Write out the records from the start through the line containing "367;137;384;184", inclusive, as a numbered list that skips blank lines. Leave the pictures out of your answer.

-- start --

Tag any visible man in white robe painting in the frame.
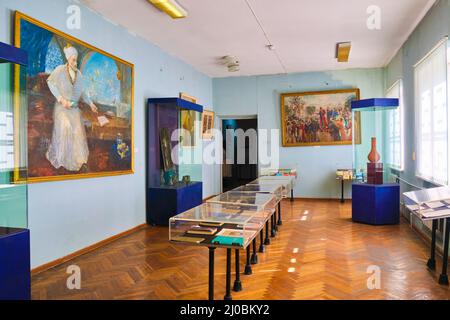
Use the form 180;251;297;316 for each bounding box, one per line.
46;46;97;171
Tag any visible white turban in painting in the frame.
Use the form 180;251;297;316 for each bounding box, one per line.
64;46;78;60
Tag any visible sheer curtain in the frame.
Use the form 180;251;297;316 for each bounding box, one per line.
414;41;448;184
386;80;404;170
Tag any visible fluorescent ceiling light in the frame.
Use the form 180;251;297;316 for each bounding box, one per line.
336;42;352;62
148;0;187;19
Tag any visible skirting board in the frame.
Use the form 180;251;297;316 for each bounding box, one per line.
31;223;147;275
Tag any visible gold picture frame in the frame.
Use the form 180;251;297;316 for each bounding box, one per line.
280;89;361;147
202;110;215;140
14;11;135;183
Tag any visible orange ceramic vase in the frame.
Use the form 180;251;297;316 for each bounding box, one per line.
367;137;380;163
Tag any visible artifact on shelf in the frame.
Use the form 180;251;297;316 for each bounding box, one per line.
367;137;384;184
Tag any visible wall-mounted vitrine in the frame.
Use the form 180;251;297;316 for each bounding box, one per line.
147;98;203;225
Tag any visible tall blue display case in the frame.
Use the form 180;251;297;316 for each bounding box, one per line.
352;98;400;225
147;98;203;225
0;43;31;300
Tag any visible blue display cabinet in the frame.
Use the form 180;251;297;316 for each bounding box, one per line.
147;98;203;225
0;43;31;300
352;98;400;225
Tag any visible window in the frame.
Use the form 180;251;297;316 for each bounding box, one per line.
386;80;404;170
414;39;448;184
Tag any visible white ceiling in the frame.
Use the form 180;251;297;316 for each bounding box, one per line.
81;0;435;77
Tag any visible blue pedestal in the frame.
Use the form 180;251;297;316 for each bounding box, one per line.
352;183;400;225
147;182;203;226
0;227;31;300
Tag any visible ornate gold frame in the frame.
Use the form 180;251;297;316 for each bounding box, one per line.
280;89;361;147
14;11;134;183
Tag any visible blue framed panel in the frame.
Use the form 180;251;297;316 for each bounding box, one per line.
352;98;399;111
0;227;31;300
352;183;400;225
148;98;203;112
0;42;31;300
147;182;203;226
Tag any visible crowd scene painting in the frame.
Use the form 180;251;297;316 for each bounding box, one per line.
281;89;360;147
15;12;134;182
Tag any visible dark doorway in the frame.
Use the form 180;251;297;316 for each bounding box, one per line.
222;118;258;192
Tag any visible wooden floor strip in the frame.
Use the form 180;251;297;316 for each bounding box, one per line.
32;199;450;300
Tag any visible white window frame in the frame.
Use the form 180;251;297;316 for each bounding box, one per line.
414;37;450;185
386;79;405;171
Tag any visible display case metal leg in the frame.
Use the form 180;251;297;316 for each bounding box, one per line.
223;249;233;300
208;247;216;301
439;218;450;286
244;246;253;276
251;238;258;264
427;219;439;270
259;228;266;252
233;249;242;292
264;221;270;246
277;201;283;226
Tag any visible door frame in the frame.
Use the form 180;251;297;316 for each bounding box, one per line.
216;114;259;194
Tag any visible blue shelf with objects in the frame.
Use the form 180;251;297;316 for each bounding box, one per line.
0;42;31;300
352;98;400;225
146;98;203;225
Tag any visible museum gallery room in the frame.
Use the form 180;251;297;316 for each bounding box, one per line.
4;0;450;303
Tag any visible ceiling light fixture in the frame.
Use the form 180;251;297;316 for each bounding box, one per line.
221;56;241;72
336;42;352;62
148;0;187;19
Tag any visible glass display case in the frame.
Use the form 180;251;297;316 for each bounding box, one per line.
352;99;399;184
0;43;28;228
169;203;270;249
207;191;280;212
247;177;292;198
146;98;203;225
147;98;203;187
0;42;31;300
352;98;400;225
231;183;283;201
403;187;450;221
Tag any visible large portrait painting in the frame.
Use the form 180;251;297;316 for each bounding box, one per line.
281;89;361;147
15;12;134;182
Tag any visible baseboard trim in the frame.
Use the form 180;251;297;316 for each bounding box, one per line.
31;223;147;275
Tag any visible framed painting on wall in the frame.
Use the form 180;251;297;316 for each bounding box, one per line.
281;89;361;147
202;110;214;140
15;12;134;182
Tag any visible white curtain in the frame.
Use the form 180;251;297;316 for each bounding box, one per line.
386;80;404;170
414;41;448;184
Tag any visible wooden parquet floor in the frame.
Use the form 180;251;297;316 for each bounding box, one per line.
32;200;450;300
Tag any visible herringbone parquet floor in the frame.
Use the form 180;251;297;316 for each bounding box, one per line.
32;200;450;299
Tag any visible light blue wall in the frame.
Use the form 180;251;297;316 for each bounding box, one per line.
213;69;384;198
0;0;217;267
385;0;450;233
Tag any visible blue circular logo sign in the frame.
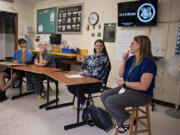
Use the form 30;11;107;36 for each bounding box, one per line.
137;3;156;23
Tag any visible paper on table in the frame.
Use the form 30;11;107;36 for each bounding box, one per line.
66;75;84;78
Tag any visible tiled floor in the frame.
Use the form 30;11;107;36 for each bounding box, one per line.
0;87;180;135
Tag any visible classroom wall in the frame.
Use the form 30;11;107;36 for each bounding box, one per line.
0;0;180;103
0;0;34;39
34;0;180;103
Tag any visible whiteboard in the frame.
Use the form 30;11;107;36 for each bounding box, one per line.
116;30;145;61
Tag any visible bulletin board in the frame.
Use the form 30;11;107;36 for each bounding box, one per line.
37;8;57;34
57;4;83;34
103;23;116;42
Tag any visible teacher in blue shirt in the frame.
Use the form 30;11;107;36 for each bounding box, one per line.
0;38;32;102
101;35;157;133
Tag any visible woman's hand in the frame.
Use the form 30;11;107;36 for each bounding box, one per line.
79;70;88;75
116;78;124;86
122;50;129;61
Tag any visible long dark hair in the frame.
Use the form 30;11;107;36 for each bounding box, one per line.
94;39;111;69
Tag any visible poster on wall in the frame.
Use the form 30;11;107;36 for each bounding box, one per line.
57;4;83;33
175;25;180;55
103;23;116;42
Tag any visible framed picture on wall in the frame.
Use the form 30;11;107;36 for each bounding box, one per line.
56;4;83;34
103;23;116;42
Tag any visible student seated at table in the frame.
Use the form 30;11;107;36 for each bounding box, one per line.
0;38;32;102
101;35;157;133
27;41;56;96
68;39;111;106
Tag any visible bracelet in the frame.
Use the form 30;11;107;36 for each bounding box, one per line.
123;82;126;88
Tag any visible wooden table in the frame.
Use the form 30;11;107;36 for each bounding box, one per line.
0;61;25;67
10;65;61;109
45;71;101;130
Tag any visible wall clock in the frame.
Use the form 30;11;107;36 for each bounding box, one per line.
88;12;99;26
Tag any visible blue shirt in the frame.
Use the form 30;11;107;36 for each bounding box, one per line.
13;50;32;64
123;56;157;96
81;53;111;83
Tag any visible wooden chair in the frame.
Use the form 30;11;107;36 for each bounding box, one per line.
115;104;151;135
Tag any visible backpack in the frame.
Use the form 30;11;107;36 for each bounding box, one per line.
82;105;113;131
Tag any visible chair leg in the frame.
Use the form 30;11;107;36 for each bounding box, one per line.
129;107;136;135
115;128;119;135
72;95;75;104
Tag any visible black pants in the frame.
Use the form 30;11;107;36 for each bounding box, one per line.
68;84;102;104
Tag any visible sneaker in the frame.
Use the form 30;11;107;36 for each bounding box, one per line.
38;92;47;99
26;84;35;91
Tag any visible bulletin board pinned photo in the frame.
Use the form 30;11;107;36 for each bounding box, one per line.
103;23;116;42
57;4;83;34
37;7;57;34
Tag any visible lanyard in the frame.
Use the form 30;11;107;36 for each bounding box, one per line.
126;61;136;81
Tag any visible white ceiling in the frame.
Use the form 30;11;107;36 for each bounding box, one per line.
23;0;49;3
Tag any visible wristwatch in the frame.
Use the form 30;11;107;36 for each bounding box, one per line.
123;82;126;88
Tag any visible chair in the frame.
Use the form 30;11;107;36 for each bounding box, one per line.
115;104;151;135
71;68;111;108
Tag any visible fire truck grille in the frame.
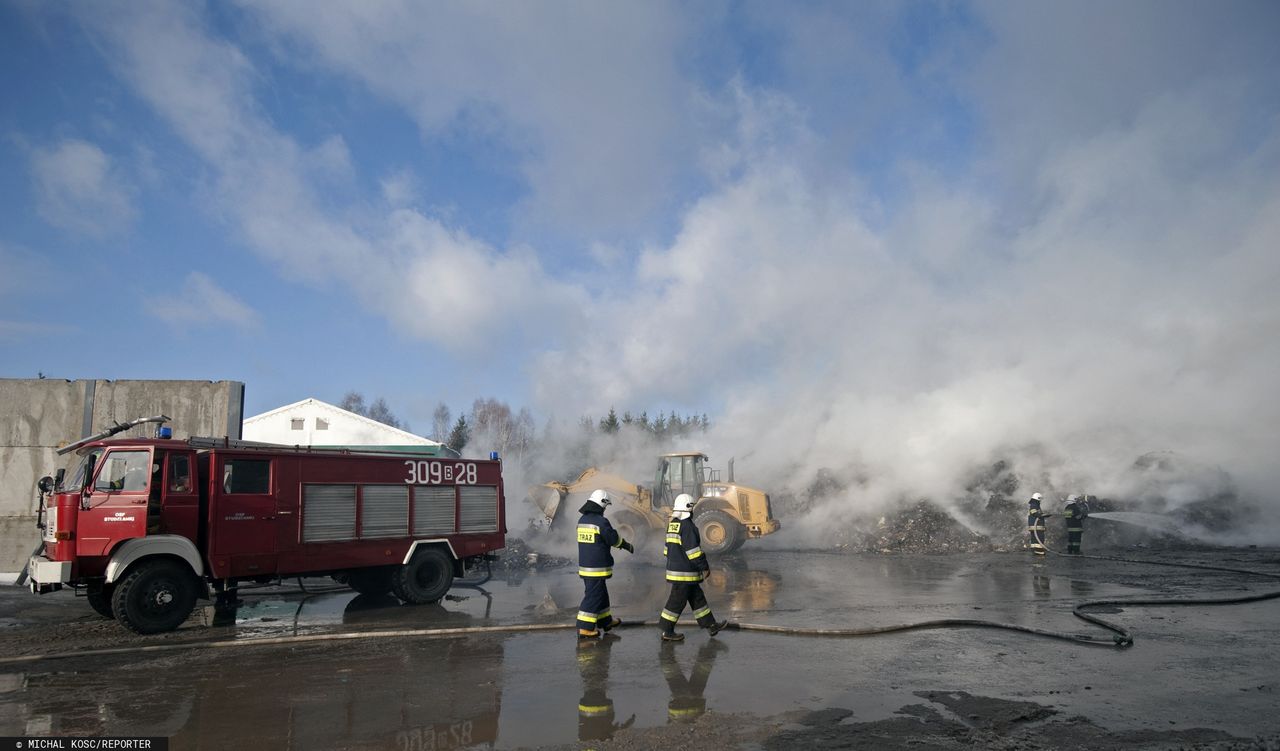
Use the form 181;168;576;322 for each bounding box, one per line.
458;485;498;532
413;485;457;536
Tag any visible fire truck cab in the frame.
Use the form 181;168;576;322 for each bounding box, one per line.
28;438;506;633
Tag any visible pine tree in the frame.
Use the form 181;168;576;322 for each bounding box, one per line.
444;415;471;454
600;407;622;434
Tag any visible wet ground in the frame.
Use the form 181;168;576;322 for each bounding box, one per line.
0;549;1280;750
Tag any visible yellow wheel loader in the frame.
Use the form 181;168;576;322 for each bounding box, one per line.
529;452;782;554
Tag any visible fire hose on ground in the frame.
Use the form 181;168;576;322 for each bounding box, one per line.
0;548;1280;664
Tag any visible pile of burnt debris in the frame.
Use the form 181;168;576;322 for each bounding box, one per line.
493;536;576;571
772;457;1257;554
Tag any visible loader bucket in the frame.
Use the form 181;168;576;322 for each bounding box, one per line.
529;485;564;519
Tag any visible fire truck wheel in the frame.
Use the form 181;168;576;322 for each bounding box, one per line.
111;559;196;633
694;510;746;555
347;565;398;595
84;585;115;618
392;548;453;605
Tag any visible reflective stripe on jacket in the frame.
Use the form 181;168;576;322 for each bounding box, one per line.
1027;503;1044;532
1062;500;1087;532
577;513;622;578
663;518;710;582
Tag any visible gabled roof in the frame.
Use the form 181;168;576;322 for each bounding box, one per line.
244;398;440;447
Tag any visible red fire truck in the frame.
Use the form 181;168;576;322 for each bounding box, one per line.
28;416;507;633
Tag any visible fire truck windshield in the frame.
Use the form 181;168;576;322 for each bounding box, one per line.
59;449;102;493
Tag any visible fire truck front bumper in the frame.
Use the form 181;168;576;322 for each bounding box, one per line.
27;555;72;595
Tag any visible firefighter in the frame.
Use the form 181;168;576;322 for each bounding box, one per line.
577;490;636;638
658;493;728;641
1062;495;1089;555
1027;493;1053;555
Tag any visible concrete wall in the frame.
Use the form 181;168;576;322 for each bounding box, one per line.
0;379;244;572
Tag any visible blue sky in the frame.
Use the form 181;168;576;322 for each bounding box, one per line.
0;0;1280;511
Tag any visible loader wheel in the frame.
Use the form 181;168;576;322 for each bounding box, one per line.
613;510;650;550
111;559;196;633
84;585;115;618
694;510;746;555
392;548;453;605
347;565;396;595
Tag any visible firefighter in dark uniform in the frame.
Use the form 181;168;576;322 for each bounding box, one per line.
1062;495;1089;555
577;636;636;741
658;493;728;641
1027;493;1053;555
662;638;728;724
577;490;636;638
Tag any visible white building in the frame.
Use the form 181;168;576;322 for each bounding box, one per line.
241;399;442;453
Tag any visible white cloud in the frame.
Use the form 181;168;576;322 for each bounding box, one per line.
70;4;577;356
147;271;261;331
31;138;136;238
0;320;77;342
230;1;698;233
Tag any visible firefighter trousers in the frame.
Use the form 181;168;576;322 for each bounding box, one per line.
658;582;716;633
1028;527;1044;555
577;576;613;631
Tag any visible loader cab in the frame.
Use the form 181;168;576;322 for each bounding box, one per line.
653;453;707;510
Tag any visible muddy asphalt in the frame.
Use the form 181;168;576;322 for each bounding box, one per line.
0;548;1280;751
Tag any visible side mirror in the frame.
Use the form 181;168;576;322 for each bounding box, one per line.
82;454;97;495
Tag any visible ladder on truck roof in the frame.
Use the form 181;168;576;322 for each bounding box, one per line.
187;435;457;459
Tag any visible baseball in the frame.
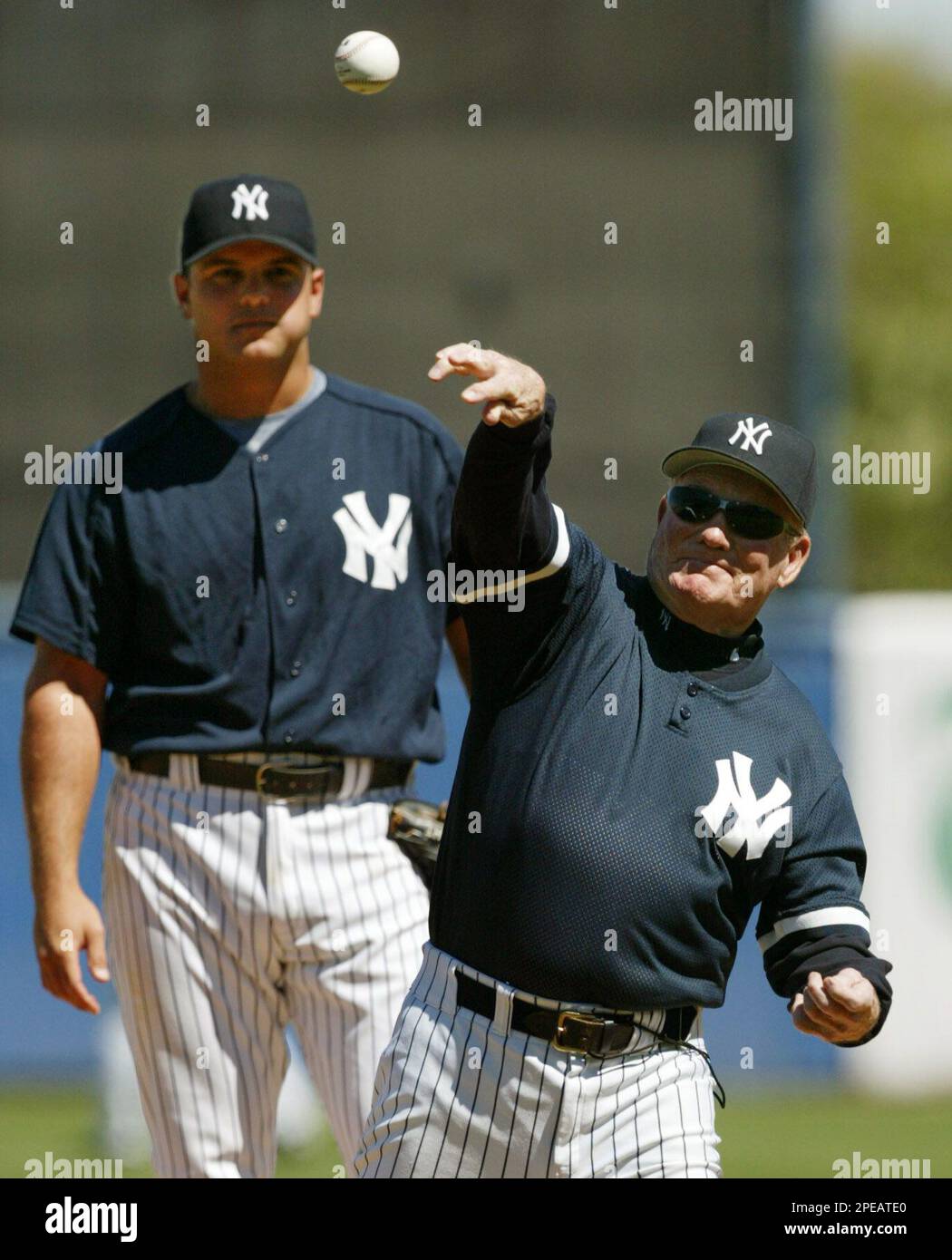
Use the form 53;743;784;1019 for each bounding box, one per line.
335;30;400;94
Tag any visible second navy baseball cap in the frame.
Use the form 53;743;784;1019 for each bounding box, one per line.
661;411;817;526
179;175;317;271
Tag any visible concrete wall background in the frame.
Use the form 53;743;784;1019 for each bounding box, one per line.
0;0;802;579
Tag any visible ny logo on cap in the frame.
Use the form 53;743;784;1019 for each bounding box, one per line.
232;184;267;223
729;416;773;455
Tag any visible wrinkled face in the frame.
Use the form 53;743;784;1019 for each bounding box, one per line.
648;464;810;634
174;240;324;361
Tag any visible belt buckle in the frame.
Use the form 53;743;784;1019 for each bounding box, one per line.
552;1011;606;1057
255;761;343;800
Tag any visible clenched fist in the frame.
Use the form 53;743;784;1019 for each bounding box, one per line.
427;342;546;429
791;966;879;1044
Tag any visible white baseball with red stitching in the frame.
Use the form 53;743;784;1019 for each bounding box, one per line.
335;30;400;94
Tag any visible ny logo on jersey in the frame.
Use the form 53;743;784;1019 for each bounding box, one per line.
333;490;413;591
695;752;792;862
232;184;267;222
727;416;773;455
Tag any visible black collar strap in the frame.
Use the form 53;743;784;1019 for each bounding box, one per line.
635;577;769;687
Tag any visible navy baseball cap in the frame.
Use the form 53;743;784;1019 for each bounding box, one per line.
179;175;317;272
661;411;817;526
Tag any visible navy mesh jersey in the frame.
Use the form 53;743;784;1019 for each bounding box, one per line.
12;373;461;761
430;397;890;1044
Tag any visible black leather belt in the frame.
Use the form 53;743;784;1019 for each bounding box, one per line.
454;968;697;1059
129;752;413;799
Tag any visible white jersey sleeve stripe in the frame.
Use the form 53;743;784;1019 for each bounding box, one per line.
756;906;869;954
455;503;568;604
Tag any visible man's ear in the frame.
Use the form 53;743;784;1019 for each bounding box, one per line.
777;533;811;586
310;267;325;319
169;271;191;319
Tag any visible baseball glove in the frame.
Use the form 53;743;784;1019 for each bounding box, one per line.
387;799;446;888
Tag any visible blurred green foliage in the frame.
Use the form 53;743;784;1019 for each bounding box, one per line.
0;1083;952;1179
836;57;952;591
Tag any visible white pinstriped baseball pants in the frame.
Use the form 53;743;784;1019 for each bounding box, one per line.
103;755;429;1177
355;943;721;1178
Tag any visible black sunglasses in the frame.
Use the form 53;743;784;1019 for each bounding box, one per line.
667;485;785;540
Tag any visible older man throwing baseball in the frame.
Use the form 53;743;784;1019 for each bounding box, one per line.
355;345;891;1178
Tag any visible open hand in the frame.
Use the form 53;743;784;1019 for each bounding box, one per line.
427;342;546;429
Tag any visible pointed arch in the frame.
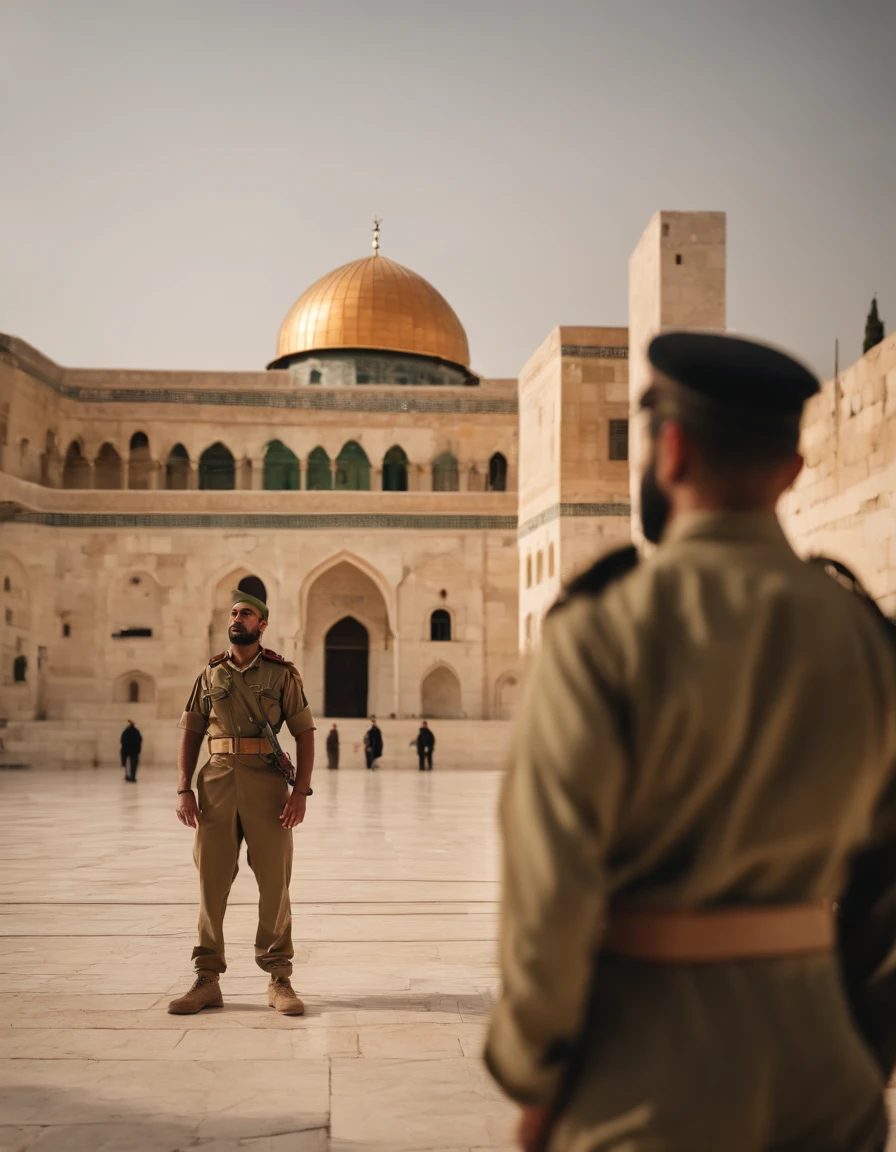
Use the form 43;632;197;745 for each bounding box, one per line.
298;548;396;638
199;440;236;492
488;452;507;492
382;444;408;492
305;445;333;492
165;444;190;491
420;660;463;720
62;440;90;488
334;440;370;492
93;440;121;488
264;440;302;492
432;452;461;492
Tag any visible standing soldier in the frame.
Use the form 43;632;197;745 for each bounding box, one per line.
486;333;896;1152
364;717;385;770
168;591;314;1016
327;725;339;770
411;720;435;772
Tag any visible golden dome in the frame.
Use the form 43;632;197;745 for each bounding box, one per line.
274;255;470;367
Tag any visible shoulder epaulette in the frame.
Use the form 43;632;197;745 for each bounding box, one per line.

-- end --

**TASK SOLUTION:**
1. Tag any visible man in white robe painting in the frame.
2. Use the form 180;251;297;316 for each bounding box, one per line.
3. 46;46;97;171
4. Tag any visible white turban in painting in the frame.
5. Use the form 180;251;297;316 for each bounding box, one per line.
6. 64;46;78;60
7. Tag any visible sheer curtain in the frame.
8. Use the form 180;251;297;316 for each bounding box, one per line.
9. 414;41;448;184
10. 386;80;404;170
11. Tag any visible fluorescent ceiling light in the frame.
12. Use the form 180;251;297;316 for each bounding box, one per line.
13. 336;42;352;62
14. 148;0;187;19
15. Tag any visible skirting board in the frame.
16. Use the form 180;251;297;316 for each bounding box, one per line.
17. 31;223;147;275
18. Tag any visible gold picture frame in the frame.
19. Use the form 180;251;297;316 for each bounding box, one per line.
20. 280;89;361;147
21. 202;110;215;140
22. 14;11;135;183
23. Tag any visible orange ceramic vase in the frame.
24. Use the form 180;251;297;316 for each bounding box, one per line.
25. 367;137;380;163
26. Tag any visible artifact on shelf in the frame.
27. Use the form 180;251;297;316 for each bounding box, one per line.
28. 367;137;384;184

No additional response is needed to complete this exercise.